▶ EXERCISE:
Beginning with the line that holds "Target = brown wooden house", set down each line of the data below through the very last, exactly as given, and nothing beyond that.

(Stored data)

-.-.-

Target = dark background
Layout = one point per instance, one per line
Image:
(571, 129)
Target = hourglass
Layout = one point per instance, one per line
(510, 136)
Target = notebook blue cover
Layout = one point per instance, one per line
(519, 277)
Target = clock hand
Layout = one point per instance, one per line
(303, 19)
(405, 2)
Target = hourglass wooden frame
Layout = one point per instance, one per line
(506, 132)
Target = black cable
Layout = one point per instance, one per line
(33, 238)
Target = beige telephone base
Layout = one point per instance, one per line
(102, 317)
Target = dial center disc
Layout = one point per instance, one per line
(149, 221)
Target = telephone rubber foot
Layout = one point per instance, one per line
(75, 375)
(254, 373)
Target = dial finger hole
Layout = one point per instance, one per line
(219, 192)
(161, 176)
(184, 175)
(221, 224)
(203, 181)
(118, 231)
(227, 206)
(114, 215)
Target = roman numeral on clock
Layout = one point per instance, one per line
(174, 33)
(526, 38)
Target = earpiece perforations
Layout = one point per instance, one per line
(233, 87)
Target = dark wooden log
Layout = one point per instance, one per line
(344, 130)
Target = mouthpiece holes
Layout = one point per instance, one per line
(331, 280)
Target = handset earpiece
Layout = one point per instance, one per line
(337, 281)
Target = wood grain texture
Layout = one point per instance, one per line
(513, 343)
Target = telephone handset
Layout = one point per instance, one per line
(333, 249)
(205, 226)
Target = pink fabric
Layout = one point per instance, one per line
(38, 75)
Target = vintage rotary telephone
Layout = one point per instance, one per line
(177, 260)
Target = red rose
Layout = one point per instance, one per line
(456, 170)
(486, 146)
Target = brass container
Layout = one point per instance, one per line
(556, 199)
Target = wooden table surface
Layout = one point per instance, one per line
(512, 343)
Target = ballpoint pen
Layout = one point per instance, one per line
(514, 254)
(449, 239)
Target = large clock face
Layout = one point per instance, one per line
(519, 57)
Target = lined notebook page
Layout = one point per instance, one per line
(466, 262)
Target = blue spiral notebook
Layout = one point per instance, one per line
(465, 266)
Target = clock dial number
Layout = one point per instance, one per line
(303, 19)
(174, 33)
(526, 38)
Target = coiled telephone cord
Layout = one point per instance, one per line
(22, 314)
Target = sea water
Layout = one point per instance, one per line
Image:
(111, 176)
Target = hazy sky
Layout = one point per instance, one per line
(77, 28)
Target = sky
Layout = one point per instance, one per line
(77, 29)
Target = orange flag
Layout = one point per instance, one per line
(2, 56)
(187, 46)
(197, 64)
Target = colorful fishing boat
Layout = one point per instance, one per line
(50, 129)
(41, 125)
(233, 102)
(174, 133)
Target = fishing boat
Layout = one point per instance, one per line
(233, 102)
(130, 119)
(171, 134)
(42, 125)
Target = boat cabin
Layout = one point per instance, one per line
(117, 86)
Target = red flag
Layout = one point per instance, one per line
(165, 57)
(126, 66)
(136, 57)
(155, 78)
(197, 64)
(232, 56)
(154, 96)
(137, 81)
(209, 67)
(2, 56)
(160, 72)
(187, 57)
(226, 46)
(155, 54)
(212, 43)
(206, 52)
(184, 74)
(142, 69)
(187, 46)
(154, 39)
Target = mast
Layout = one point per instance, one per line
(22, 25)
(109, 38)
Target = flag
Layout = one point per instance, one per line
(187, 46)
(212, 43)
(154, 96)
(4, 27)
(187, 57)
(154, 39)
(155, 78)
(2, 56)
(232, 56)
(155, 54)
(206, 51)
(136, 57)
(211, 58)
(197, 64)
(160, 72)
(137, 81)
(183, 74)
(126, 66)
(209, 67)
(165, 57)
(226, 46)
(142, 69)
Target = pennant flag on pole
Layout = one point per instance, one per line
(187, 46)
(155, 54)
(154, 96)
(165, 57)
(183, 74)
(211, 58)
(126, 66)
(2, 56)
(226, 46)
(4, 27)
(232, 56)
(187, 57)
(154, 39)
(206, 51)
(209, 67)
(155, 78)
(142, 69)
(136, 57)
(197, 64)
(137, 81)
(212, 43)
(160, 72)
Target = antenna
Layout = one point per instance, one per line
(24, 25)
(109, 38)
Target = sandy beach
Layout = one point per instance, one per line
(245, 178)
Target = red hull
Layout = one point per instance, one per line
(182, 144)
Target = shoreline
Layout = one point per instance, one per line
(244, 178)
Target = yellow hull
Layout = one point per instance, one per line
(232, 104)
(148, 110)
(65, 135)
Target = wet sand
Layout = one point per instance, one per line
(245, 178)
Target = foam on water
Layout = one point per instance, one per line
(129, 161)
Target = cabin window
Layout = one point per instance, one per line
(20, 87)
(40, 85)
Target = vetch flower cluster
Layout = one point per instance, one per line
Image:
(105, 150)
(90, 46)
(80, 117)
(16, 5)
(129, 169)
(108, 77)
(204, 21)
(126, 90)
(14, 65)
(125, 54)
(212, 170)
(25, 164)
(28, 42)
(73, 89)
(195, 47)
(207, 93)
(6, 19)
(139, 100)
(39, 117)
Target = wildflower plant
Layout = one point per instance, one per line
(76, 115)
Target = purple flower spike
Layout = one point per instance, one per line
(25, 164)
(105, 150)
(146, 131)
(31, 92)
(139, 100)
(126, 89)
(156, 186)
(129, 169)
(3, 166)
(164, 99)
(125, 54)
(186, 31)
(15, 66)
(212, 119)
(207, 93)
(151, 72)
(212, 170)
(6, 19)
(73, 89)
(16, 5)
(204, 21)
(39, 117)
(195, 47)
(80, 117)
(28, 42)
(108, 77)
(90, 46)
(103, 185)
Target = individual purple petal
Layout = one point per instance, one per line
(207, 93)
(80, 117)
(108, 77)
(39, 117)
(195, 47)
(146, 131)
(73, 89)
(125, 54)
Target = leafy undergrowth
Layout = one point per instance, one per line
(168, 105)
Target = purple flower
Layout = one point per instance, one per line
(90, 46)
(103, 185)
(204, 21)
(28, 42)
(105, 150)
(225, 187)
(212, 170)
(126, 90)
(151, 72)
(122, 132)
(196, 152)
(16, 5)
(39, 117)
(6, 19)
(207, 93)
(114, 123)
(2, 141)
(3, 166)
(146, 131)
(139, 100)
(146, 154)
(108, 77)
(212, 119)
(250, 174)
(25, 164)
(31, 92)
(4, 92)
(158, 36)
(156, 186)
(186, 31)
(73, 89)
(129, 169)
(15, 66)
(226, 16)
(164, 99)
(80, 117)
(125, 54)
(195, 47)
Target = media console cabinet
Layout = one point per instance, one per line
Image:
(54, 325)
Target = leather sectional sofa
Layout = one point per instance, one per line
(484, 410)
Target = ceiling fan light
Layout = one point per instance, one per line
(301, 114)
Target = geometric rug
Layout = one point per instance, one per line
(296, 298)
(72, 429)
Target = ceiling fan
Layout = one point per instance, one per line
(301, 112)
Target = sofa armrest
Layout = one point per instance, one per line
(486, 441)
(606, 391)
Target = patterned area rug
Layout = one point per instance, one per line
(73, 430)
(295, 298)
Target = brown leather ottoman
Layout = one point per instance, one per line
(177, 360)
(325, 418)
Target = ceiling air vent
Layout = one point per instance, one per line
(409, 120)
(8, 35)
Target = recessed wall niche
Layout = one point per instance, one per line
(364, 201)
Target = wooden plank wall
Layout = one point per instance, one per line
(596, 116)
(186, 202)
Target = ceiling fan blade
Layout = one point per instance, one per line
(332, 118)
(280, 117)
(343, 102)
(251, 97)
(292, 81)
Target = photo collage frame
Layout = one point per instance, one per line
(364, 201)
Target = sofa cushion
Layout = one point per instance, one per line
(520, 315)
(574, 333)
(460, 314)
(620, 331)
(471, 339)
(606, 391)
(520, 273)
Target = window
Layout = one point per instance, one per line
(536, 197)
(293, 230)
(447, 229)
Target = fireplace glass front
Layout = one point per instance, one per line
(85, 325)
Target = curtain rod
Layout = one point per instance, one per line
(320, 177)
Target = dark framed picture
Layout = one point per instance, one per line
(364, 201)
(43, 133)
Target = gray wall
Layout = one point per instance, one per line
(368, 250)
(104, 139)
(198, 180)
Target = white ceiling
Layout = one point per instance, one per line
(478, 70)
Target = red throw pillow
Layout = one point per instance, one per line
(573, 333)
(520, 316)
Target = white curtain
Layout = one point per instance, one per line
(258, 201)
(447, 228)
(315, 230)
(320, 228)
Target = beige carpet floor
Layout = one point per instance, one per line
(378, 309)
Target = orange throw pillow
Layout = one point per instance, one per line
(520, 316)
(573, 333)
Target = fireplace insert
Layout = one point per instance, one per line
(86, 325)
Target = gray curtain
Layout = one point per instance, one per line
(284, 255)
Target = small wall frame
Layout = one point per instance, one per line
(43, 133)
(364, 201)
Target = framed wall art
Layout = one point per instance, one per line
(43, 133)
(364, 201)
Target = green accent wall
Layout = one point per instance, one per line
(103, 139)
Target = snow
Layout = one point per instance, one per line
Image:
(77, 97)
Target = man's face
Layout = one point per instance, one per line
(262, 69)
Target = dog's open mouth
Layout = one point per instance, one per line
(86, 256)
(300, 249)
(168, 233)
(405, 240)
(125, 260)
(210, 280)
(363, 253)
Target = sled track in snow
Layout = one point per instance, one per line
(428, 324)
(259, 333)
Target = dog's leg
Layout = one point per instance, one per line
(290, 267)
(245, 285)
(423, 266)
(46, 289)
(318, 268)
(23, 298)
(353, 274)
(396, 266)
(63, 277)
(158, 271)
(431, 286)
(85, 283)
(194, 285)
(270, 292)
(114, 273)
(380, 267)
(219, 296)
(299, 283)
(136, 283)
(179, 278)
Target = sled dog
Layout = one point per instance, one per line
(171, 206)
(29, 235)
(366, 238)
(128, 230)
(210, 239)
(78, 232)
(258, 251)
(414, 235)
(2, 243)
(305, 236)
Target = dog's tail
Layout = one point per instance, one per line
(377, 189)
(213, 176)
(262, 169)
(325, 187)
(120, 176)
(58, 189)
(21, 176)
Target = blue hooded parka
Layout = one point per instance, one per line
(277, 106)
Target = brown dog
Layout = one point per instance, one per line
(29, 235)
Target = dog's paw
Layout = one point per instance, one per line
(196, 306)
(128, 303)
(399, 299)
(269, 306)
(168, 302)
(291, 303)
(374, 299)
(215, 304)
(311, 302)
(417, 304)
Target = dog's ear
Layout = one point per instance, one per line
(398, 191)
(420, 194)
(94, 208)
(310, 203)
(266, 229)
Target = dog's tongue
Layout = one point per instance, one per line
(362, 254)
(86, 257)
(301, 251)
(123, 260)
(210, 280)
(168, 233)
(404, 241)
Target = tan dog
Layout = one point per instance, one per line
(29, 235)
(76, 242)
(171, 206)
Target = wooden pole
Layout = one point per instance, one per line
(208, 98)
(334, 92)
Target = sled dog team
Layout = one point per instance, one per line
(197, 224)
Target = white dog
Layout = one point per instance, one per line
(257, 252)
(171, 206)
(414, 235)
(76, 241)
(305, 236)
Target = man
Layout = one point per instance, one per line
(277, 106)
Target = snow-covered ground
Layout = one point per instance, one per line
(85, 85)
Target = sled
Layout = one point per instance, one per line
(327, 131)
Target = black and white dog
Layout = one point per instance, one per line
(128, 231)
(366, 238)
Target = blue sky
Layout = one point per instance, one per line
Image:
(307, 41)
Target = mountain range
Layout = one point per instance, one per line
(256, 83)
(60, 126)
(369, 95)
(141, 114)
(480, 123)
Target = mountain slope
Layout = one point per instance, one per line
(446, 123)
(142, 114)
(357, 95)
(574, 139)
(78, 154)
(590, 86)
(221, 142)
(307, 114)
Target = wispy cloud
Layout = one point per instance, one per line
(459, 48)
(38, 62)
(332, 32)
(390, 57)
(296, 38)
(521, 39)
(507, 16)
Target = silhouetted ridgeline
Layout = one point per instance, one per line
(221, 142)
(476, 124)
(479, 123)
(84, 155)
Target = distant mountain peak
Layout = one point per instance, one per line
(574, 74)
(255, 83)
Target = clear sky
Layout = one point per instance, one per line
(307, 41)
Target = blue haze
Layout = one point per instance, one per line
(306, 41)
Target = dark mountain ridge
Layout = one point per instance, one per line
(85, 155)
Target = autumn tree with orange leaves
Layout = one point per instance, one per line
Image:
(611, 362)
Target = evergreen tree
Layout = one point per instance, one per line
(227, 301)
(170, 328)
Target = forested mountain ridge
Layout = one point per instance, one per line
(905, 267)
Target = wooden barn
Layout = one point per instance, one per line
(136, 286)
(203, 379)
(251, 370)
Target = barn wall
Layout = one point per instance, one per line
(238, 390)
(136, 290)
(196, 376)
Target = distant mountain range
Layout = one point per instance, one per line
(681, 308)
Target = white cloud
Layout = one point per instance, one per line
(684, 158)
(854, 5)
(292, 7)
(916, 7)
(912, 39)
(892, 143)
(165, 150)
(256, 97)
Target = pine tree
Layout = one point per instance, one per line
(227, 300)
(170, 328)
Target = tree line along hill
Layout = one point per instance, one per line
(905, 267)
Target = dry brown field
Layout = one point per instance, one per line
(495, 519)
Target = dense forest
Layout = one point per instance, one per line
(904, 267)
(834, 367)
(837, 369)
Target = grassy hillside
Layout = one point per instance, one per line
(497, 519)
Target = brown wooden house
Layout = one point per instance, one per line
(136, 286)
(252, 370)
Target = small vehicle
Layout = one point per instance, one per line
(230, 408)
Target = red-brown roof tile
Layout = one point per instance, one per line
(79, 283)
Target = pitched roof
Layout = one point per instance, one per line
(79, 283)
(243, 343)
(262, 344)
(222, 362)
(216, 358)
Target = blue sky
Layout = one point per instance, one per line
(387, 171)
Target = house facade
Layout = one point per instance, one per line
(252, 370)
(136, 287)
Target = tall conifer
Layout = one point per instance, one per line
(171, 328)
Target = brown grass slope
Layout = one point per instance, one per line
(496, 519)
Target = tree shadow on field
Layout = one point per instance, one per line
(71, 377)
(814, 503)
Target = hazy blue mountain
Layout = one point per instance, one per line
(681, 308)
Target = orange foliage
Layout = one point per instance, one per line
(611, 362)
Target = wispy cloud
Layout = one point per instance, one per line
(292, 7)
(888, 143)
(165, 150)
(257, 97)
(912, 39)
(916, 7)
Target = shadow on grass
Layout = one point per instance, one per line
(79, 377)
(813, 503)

-.-.-

▶ SOLVED PROBLEM:
Target = brown wooden house
Layout = one point per instance, one per line
(136, 286)
(252, 370)
Target = small vehicle
Layout = one point per instance, one per line
(230, 408)
Target = red-brown roof tile
Layout = one point per instance, one per line
(79, 283)
Target = pitched roof
Layout = one point per instance, one per line
(79, 283)
(243, 343)
(262, 344)
(222, 362)
(216, 358)
Target = blue sky
Layout = one point per instance, one per line
(387, 171)
Target = house facade
Layout = one point per instance, one per line
(252, 370)
(136, 287)
Target = tall conifer
Layout = one point per instance, one per line
(171, 328)
Target = brown grass slope
Layout = one point per instance, one per line
(496, 519)
Target = tree shadow on field
Layout = one point per instance, one per line
(71, 377)
(814, 503)
Target = hazy blue mountain
Layout = one point per instance, one per line
(681, 308)
Target = orange foliage
Layout = one point per instance, one per line
(611, 362)
Target = wispy cloud
Layout = one point per instance, one per line
(292, 7)
(888, 143)
(165, 150)
(257, 97)
(912, 39)
(916, 7)
Target = shadow on grass
Layout = one point per instance, one per line
(79, 377)
(813, 503)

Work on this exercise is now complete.